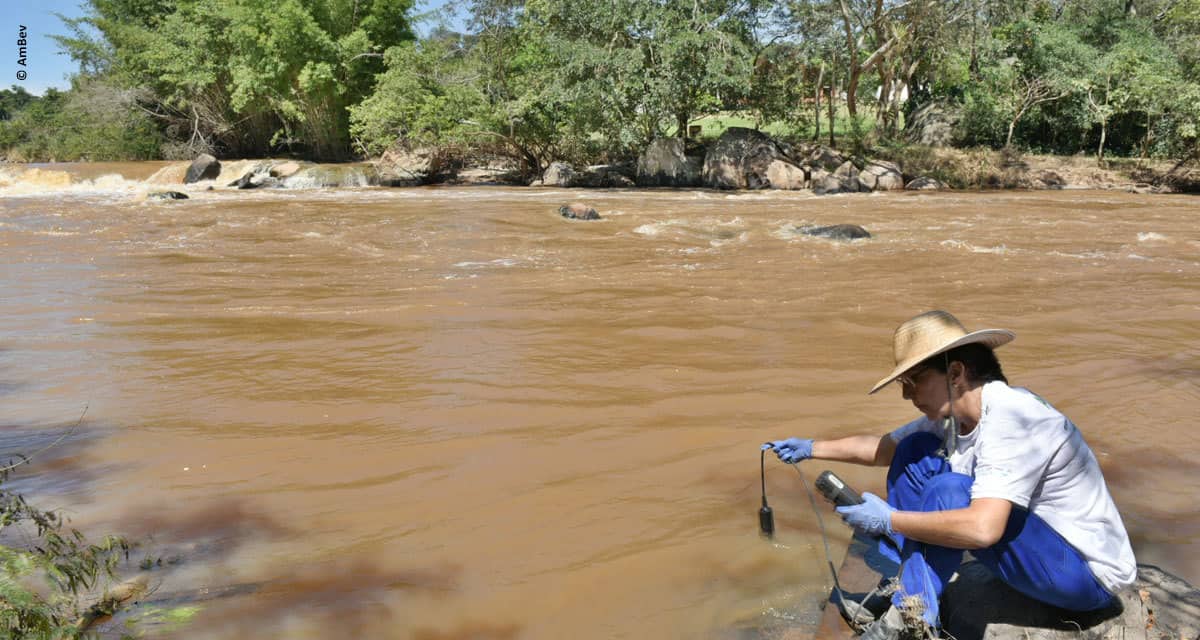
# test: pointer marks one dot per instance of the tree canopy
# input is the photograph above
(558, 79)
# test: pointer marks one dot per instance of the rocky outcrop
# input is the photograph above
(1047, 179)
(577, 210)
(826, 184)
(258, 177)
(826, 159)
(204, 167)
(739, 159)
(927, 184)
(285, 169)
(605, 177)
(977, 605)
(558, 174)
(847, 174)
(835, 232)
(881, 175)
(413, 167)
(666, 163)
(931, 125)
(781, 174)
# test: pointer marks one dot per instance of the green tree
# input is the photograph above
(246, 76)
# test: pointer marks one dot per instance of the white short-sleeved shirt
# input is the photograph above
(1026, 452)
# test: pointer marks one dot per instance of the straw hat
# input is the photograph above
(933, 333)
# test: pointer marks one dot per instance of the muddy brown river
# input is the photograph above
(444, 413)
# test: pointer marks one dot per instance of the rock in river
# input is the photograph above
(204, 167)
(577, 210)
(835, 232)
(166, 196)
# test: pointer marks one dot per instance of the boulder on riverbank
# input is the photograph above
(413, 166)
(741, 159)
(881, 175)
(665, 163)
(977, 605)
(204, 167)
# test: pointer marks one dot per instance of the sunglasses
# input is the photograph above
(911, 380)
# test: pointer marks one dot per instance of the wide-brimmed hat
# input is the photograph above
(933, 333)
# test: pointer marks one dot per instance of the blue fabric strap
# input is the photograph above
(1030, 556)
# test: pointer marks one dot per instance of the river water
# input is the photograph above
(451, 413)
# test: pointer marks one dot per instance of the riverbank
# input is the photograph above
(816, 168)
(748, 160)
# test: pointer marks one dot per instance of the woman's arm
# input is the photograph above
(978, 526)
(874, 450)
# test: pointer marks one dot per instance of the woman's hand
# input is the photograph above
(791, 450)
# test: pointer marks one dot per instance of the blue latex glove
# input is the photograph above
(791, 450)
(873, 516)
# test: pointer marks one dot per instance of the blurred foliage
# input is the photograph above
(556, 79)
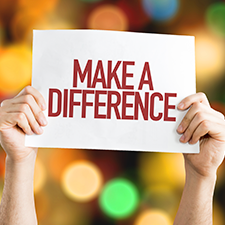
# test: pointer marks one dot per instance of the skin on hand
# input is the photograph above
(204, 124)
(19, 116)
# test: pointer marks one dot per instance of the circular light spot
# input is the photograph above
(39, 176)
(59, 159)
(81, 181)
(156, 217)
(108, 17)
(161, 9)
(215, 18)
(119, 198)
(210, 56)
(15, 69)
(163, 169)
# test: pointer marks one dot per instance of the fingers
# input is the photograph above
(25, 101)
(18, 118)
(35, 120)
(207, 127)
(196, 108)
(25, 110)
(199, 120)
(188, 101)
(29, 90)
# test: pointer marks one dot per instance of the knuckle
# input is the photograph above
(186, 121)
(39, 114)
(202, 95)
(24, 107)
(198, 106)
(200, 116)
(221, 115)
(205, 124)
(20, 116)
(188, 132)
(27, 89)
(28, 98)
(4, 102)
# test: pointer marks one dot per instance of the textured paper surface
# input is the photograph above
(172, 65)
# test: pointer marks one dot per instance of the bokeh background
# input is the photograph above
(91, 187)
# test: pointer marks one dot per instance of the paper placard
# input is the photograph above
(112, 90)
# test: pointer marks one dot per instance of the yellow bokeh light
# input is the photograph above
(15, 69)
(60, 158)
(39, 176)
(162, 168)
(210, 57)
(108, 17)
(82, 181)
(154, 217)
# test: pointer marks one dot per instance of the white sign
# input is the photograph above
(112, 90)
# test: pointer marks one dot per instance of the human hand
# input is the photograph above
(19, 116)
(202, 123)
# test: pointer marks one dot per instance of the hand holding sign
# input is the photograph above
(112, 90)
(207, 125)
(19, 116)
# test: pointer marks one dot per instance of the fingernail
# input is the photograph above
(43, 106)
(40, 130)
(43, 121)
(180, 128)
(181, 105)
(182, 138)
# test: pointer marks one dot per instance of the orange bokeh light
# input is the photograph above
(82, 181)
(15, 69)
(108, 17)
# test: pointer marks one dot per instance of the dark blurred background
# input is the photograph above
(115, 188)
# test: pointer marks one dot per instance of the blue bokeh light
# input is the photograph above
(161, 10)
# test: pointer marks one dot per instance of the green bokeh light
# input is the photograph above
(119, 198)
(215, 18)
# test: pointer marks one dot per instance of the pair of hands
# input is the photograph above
•••
An exact copy of the lines above, from the one containing "the woman's arm" down to the one containing "blue latex glove" and including both, is the whole answer; retype it and nothing else.

◆ **Expected answer**
# test: pointer marks one dot per instance of the woman's arm
# input is the photograph above
(978, 526)
(874, 450)
# test: pointer marks one dot per instance of the woman's hand
# input is the photograph above
(791, 450)
# test: pointer marks one dot per instance of the blue latex glove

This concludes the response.